_Saved entries:_
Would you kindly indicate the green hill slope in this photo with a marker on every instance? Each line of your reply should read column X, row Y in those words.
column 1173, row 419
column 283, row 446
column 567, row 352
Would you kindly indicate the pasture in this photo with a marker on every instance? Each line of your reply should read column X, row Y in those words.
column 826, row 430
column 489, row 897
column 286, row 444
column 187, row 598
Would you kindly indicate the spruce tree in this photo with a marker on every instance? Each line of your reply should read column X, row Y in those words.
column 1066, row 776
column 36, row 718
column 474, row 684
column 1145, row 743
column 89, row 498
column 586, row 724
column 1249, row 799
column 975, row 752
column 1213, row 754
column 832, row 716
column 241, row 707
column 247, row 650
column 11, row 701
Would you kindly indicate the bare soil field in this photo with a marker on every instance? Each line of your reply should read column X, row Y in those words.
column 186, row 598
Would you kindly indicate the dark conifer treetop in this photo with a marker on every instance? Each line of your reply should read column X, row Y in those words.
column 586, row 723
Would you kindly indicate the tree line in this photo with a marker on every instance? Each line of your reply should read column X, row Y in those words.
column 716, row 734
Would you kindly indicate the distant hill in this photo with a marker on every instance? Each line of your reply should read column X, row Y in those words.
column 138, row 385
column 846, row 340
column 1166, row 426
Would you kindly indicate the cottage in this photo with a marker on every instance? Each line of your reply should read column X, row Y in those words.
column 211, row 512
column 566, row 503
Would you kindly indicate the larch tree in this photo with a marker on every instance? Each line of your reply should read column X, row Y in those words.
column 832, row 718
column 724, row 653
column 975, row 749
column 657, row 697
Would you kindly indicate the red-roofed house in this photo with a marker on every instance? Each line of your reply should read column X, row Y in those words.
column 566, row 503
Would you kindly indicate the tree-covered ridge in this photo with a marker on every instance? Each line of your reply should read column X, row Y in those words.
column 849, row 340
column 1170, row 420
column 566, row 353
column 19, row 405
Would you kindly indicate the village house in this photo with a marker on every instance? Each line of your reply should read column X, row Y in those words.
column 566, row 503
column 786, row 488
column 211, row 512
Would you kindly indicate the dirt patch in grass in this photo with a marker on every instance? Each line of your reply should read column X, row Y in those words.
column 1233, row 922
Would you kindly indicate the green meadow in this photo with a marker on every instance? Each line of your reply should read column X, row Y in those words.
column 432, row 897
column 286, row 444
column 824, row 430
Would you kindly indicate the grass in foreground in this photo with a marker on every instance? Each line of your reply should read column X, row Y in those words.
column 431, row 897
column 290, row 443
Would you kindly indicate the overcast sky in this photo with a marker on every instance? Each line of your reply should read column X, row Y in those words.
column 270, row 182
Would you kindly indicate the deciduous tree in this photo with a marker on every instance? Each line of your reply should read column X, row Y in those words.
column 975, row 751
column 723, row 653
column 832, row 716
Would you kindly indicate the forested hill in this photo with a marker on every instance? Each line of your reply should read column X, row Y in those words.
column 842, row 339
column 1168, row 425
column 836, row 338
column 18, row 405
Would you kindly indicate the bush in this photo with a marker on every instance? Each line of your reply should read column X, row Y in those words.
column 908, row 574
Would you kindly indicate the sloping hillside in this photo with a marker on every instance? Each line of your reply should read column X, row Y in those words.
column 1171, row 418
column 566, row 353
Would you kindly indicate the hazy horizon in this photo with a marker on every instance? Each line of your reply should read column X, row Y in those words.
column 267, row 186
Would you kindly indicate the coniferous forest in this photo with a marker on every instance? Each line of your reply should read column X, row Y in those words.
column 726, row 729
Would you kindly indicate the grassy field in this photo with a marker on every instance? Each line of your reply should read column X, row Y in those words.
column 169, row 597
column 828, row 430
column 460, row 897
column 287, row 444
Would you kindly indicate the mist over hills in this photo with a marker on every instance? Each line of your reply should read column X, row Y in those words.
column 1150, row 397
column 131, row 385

_WORK TASK:_ Give each line of the records above again, unchanged.

_OUTPUT OF THE TASK:_
Would you kindly indicate the green hill slope in this photo with a marker on every instance? Each line of your reply should read column X, row Y in those words.
column 1173, row 419
column 283, row 446
column 567, row 352
Would you kindly indicate the pasture in this photo with a marker on every instance? Each line of your reply should read column X, row Y in those words.
column 826, row 430
column 489, row 897
column 286, row 444
column 187, row 598
Would you kindly indicate the spruce tree in this photo with a marker on every instance? Each line of your reply should read column X, row Y in those words.
column 1066, row 776
column 36, row 718
column 474, row 684
column 1145, row 743
column 89, row 498
column 586, row 724
column 1249, row 799
column 975, row 752
column 1213, row 754
column 832, row 716
column 241, row 707
column 247, row 650
column 11, row 701
Would you kindly indicate the bare soil field in this photo with a marker on every instance? Each line of your reply should read column X, row Y in those words.
column 186, row 598
Would you kindly indicate the dark conifer treetop in this photo with a marker on every instance? Each line of your reply should read column X, row Y in those words.
column 586, row 723
Would you kindly indicate the tree line in this photo with a marker on every instance? Each line of your reply should read column X, row Y in those words.
column 716, row 734
Would you kindly indicate the distant hill in this photo with a marker on every instance? Each line of your reply should read column X, row Y in those words.
column 138, row 385
column 846, row 340
column 1166, row 426
Would you kindly indicate the cottage in this photo with a marker on every instance? Each line of your reply should read column X, row Y in those words.
column 211, row 512
column 566, row 503
Would you kindly indicate the larch tree in this photo with a marker on every instance? Each line of your reply should read column X, row Y in those words.
column 832, row 718
column 724, row 653
column 975, row 749
column 657, row 697
Would you kindly indicate the red-roofed house in this photo with a marker on every instance? Each line of your reply should read column X, row Y in those words.
column 566, row 503
Would you kindly indicate the tree-covered ridge in this photo with a marker on every instance? Each line of your reply should read column X, row Y in those words.
column 849, row 340
column 1170, row 420
column 566, row 353
column 19, row 405
Would you kindly indicate the village house in this photo with a marker on every instance? Each line of your reply should read column X, row Y in those words.
column 566, row 503
column 786, row 488
column 211, row 512
Would you kindly indicate the dirt patch in grass in this photo with a marker on every instance? Each line of your reply should read column X, row Y in those words.
column 1233, row 922
Would you kindly indicate the green meadow in this photo with a marker on every instance? Each line of your reply should read column X, row Y in those words.
column 432, row 897
column 286, row 444
column 824, row 430
Would you kindly indicate the grass in foreground in this photo with a marker on every instance? Each line of your reply should read column X, row Y in those words.
column 431, row 897
column 290, row 443
Would you kindly indicate the overcast sky in this photo with a marker on every instance? Each line of your reply should read column X, row Y in those words.
column 270, row 182
Would you kindly indicate the deciduous tree in this photo with a marker on every instance? Each line of your reply should read column X, row Y in those words.
column 975, row 751
column 723, row 653
column 832, row 716
Would you kindly indicate the forested hill in this photo with a marker on every instance? Each line of your reply should read column X, row Y in those words.
column 842, row 339
column 1168, row 425
column 836, row 338
column 18, row 405
Would you kindly indicate the bush in this photo with a marker on every instance? Each line of your reply should read column X, row Y in those words.
column 908, row 574
Would you kindly indicate the sloping hillside in this photo with a marker on every instance? Each line of your reply should read column X, row Y in those words.
column 1171, row 418
column 566, row 353
Would you kindly indicate the hazy horizon in this photo with a marker on every instance? Each line of your reply should read column X, row Y in those words.
column 267, row 186
Would you kindly indicate the coniferous forest in this photo with a marker on every instance? Each line of your reply should read column X, row Y in those words.
column 726, row 729
Would you kindly indicate the grassy field in this photo with a marker on every instance? Each line of your reply should read column X, row Y in those words.
column 169, row 597
column 828, row 430
column 460, row 897
column 287, row 444
Would you kindly indicate the mist over hills in this photo with a marker on every instance? Each line of your reply should read column X, row Y in those words.
column 1150, row 397
column 131, row 385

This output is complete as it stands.